▶ [Required tasks]
1. In the article on Ed Kemper, at what age did Kemper fatally shoot his grandmother?
2. Resume the article on Ed Kemper after its final sentence.

▶ [Passage shown]
==*==
Is Serial Killer Ed Kemper Still Alive?

In 2019, Oxygen dared to ask the eminently Google-able "yes or no" question, "Is the Co-Ed Killer and Mindhunter serial staple Ed Kemper still alive?" The answer was yes, and as of this writing it still is. The end. Well, it's not really the end until Kemper dies, though one might argue that a fundamental part of him died decades ago.

Childhood trauma all but destined Edmund Kemper for a severely dysfunctional life. Born in 1948 in Burbank, California, he had an alcoholic mother named Clarnell who inflicted deep psychological wounds. When Kemper was about 9-years-old, his parents divorced, forcing him to live with Clarnell and his two sisters, per Biography. At 10-years-old he was forced to live in the basement. Consumed by disturbing urges, Kemper daydreamed about murdering his mother.

Childhood innocence was lost on Kemper, who invented a game called "gas chamber" which he forced his sisters to play. The girls played the part of torturers, blindfolding the boy and placing him in a chair where he feigned an excruciating death. In a horrific bit of foreshadowing, Kemper decapitated his sisters' dolls. Whether he knew it or not at the time, he was rehearsing grotesque scenes that would play out in reality.

Ed goes over the edge

Ed Kemper took his first life at 10-years-old. As Biography describes, the child buried a family cat alive. At 13 he butchered a second family cat with a knife. The kid clearly needed help, but his parents were woefully unprepared to provide it. The teen briefly moved in with his father but was ultimately met with rejection, according to Psychology Today. Next he lived with his grandparents. Kemper detested his grandmother, whom he later accused of abuse. So at age 15 he fatally shot her "to see what it felt like." Afterward he murdered his grandfather to spare him the horror of discovering his wife's death.
==*==
▶ [Records provided]
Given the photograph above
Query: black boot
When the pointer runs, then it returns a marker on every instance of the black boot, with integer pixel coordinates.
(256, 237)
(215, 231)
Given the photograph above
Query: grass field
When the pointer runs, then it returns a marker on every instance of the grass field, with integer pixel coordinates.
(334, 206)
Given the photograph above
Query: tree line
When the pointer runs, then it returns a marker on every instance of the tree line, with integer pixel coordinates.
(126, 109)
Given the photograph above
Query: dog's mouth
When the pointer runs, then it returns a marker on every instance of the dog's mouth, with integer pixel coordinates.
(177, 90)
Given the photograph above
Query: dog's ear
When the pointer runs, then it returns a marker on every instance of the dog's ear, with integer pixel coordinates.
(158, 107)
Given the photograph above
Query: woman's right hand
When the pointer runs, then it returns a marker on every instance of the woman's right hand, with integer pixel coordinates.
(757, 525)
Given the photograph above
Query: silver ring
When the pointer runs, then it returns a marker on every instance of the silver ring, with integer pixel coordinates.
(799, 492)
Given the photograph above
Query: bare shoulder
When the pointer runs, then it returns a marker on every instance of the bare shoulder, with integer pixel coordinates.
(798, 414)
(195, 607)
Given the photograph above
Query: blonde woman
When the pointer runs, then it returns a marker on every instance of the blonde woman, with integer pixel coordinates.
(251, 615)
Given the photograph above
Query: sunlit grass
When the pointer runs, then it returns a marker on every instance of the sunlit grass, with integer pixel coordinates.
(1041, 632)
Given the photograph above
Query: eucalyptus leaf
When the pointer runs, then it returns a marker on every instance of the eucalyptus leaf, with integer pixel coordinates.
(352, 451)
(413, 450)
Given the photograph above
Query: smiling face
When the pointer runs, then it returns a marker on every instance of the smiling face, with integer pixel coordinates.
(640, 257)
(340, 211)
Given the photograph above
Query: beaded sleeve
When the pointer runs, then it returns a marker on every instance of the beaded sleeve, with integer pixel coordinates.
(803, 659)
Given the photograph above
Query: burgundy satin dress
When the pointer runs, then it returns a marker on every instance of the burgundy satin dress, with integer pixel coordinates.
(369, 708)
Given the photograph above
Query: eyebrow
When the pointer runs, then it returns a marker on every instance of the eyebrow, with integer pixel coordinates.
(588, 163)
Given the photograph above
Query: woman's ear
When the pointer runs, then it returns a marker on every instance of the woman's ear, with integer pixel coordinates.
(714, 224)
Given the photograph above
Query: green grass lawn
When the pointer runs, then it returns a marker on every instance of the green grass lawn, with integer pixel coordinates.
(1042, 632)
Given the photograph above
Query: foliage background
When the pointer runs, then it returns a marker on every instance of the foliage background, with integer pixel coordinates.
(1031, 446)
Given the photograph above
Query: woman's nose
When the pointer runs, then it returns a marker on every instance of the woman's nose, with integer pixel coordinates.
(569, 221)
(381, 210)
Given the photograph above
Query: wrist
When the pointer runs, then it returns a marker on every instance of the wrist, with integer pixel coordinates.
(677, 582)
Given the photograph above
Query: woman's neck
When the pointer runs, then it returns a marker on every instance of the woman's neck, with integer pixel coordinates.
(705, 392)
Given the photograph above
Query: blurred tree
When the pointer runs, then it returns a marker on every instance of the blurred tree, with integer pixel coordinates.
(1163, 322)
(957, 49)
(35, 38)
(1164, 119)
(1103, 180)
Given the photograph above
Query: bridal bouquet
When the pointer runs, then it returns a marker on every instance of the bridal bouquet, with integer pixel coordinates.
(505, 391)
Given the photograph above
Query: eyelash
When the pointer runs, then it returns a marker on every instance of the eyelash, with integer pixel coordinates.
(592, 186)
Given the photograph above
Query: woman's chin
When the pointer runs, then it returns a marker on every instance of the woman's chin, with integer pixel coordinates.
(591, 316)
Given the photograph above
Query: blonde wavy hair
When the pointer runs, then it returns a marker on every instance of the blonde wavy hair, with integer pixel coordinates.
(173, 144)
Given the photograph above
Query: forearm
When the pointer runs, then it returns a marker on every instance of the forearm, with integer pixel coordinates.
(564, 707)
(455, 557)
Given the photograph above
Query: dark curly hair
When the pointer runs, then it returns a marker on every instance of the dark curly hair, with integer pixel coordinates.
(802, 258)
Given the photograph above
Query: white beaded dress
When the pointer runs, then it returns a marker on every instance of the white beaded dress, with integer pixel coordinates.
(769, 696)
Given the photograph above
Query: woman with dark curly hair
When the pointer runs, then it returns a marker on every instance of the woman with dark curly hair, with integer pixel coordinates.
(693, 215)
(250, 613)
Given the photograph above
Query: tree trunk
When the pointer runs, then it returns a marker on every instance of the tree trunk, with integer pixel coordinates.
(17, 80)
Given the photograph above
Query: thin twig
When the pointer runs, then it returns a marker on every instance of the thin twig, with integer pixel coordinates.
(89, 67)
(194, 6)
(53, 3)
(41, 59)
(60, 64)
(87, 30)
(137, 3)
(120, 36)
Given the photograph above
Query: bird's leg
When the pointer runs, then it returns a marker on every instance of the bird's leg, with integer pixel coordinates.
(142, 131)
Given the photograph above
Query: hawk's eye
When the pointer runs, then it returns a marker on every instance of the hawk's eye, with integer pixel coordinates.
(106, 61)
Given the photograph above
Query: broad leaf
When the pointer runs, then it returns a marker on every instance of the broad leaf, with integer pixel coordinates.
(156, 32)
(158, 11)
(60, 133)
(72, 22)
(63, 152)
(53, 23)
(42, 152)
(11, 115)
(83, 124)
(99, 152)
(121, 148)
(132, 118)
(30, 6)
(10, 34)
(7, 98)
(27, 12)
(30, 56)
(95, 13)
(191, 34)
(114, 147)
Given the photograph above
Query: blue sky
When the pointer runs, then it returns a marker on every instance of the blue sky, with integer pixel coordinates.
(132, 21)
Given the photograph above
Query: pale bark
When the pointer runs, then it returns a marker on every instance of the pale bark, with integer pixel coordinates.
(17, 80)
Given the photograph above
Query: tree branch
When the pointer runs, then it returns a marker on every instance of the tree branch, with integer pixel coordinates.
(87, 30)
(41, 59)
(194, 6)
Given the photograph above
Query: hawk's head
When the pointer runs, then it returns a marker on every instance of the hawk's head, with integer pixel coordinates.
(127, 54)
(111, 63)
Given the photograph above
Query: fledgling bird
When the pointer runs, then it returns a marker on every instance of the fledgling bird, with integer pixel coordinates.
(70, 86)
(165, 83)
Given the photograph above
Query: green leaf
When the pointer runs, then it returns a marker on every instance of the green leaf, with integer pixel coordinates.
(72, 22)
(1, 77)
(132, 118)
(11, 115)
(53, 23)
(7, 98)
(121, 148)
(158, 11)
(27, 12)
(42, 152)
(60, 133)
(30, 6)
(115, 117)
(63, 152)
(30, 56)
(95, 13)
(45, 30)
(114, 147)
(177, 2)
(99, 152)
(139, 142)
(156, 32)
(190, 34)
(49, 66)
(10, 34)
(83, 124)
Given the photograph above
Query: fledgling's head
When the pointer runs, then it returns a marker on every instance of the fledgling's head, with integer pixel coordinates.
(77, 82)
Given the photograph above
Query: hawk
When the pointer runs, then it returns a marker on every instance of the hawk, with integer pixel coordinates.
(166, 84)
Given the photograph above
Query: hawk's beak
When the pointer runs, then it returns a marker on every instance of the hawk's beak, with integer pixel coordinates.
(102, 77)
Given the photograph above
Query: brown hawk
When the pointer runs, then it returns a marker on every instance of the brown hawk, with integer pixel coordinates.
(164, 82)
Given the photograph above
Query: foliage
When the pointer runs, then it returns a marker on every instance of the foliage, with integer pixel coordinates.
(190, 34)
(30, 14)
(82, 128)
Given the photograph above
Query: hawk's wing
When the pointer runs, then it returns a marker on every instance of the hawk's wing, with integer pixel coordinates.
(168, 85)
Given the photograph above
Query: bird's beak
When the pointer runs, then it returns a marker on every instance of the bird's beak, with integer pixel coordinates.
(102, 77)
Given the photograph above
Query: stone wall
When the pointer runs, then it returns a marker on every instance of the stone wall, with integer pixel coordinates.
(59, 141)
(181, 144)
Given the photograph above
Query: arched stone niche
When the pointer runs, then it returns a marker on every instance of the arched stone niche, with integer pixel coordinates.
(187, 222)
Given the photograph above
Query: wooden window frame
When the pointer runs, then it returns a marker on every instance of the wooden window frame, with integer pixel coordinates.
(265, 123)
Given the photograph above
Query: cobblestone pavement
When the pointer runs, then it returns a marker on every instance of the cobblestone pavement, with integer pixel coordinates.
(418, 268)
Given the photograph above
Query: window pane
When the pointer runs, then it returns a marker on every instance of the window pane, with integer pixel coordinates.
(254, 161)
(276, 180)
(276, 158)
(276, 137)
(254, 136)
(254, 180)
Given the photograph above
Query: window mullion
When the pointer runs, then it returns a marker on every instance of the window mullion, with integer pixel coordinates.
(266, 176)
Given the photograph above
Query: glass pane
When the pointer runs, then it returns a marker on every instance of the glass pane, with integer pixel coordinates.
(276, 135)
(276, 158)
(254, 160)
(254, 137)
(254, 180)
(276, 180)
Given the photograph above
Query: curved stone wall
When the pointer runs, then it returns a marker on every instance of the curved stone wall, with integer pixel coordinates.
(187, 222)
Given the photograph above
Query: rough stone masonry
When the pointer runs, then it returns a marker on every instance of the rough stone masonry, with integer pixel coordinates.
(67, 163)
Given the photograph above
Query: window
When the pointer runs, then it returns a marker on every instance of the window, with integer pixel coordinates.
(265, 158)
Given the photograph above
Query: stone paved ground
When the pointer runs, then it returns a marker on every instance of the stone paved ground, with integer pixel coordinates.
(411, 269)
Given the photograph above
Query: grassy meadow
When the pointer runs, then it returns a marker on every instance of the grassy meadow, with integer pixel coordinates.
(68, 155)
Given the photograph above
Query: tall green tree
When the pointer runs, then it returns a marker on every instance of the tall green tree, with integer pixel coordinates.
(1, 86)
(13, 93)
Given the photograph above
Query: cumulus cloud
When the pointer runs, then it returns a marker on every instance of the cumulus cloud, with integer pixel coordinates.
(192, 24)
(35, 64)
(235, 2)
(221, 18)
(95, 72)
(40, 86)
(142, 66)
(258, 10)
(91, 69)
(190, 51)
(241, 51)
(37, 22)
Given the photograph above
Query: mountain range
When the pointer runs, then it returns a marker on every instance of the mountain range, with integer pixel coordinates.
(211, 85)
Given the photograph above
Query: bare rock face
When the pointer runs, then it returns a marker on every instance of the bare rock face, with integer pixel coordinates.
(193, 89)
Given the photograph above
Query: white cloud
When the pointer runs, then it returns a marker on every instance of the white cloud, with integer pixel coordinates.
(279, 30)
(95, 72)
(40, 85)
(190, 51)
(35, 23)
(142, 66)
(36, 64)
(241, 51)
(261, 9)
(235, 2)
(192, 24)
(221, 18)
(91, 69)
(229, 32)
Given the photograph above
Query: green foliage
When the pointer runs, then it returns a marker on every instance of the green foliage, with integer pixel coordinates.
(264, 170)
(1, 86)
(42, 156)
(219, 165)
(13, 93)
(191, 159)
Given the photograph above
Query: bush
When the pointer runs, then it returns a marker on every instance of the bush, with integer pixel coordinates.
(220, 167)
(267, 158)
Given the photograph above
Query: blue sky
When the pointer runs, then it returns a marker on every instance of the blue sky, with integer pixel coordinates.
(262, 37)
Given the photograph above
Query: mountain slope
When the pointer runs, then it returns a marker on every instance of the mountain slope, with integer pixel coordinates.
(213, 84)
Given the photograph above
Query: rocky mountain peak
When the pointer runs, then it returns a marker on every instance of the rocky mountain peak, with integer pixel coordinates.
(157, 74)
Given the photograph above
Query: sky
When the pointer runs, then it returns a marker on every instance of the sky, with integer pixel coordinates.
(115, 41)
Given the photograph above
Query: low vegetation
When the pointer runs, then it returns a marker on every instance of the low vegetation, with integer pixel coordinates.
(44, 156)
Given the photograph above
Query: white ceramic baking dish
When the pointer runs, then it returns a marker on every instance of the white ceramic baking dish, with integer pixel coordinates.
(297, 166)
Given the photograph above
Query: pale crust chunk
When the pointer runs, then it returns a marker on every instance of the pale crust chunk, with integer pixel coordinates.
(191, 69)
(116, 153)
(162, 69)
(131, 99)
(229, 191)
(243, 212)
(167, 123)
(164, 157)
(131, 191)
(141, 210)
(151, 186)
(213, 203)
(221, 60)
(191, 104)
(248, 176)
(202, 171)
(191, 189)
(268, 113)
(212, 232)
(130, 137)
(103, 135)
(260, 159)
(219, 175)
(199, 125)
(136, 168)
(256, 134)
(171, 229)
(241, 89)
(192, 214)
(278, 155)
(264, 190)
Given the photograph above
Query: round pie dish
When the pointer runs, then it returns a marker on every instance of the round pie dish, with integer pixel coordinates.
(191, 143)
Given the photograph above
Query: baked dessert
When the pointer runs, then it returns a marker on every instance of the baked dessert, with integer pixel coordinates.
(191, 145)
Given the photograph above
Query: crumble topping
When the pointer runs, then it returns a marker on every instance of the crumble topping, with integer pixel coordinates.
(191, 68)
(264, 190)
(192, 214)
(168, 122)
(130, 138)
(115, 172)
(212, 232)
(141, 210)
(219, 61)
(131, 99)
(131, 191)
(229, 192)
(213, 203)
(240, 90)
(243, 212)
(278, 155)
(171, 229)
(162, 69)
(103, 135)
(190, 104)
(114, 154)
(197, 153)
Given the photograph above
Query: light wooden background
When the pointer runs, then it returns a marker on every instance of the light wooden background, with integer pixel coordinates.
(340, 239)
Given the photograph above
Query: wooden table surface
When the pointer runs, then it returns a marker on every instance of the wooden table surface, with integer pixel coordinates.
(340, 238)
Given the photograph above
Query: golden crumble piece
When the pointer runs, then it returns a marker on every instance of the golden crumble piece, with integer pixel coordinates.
==*==
▶ [Task-by-task results]
1. At 15.

2.
Diagnosed with paranoid schizophrenia, Kemper spent the remainder of his childhood in a detention facility for mentally ill criminals. He was released at 21 and, against an expert's recommendation, resumed living with his abusive mother. In the three years that followed he would brutally end the lives of six female college students, his mother, and her best friend. Just as he had with his sisters' dolls, Kemper decapitated his victims.

The woman who gave him life, and — in Kemper's mind — ruined that life would be his last victim. Kemper recalled, "I said, 'It's not going to happen to anymore girls. It's gotta stay between me and my mother." He beat her to death with a claw hammer and, as he put it, "humiliated" her lifeless body. After having his way with her remains he alerted law enforcement to what he had done.

So yes, Ed Kemper is still alive, but what a sick and twisted life it has been.